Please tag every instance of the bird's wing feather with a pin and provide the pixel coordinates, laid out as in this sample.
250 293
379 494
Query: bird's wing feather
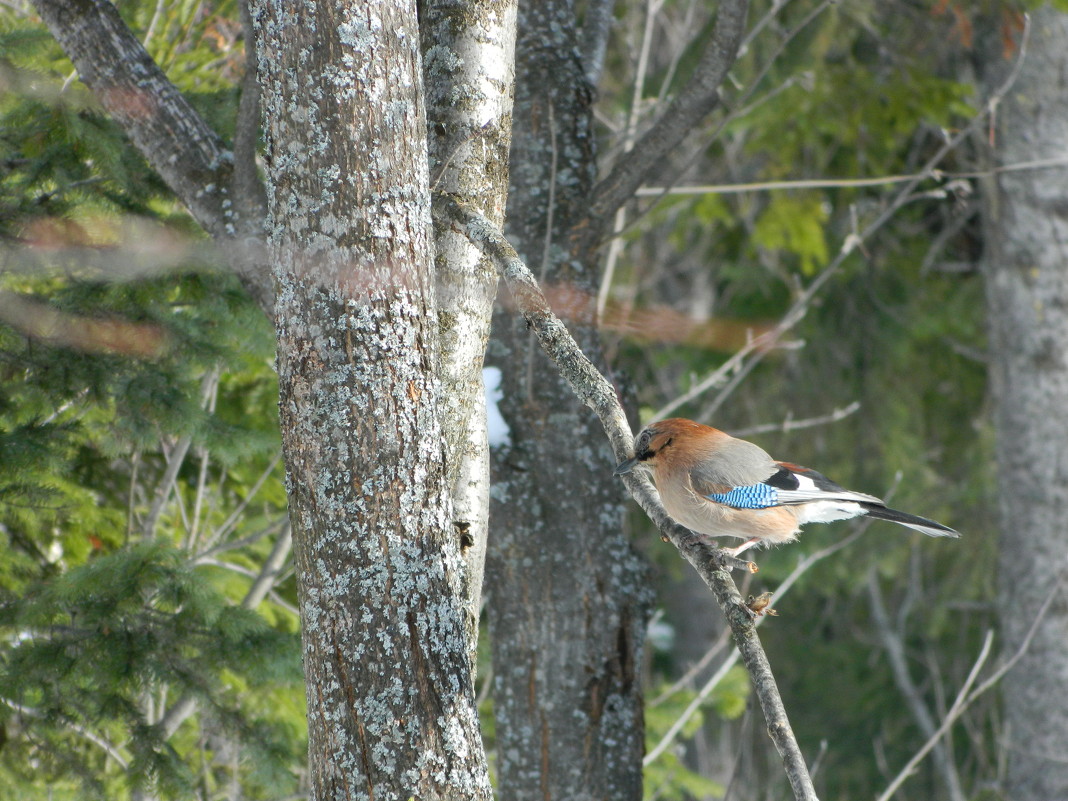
786 486
801 485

_ _ _ _ _ _ _

OBJETIVO:
Reproduza todo o material substituindo "bird's wing feather" por "bird's tail feather" e mantendo o restante idêntico. Omita as imagens na resposta.

RESPOSTA:
Please tag every instance of the bird's tail feather with a pin and provide the pixel coordinates, laid out as in this sample.
250 293
379 494
Query: bird's tail feather
786 486
801 485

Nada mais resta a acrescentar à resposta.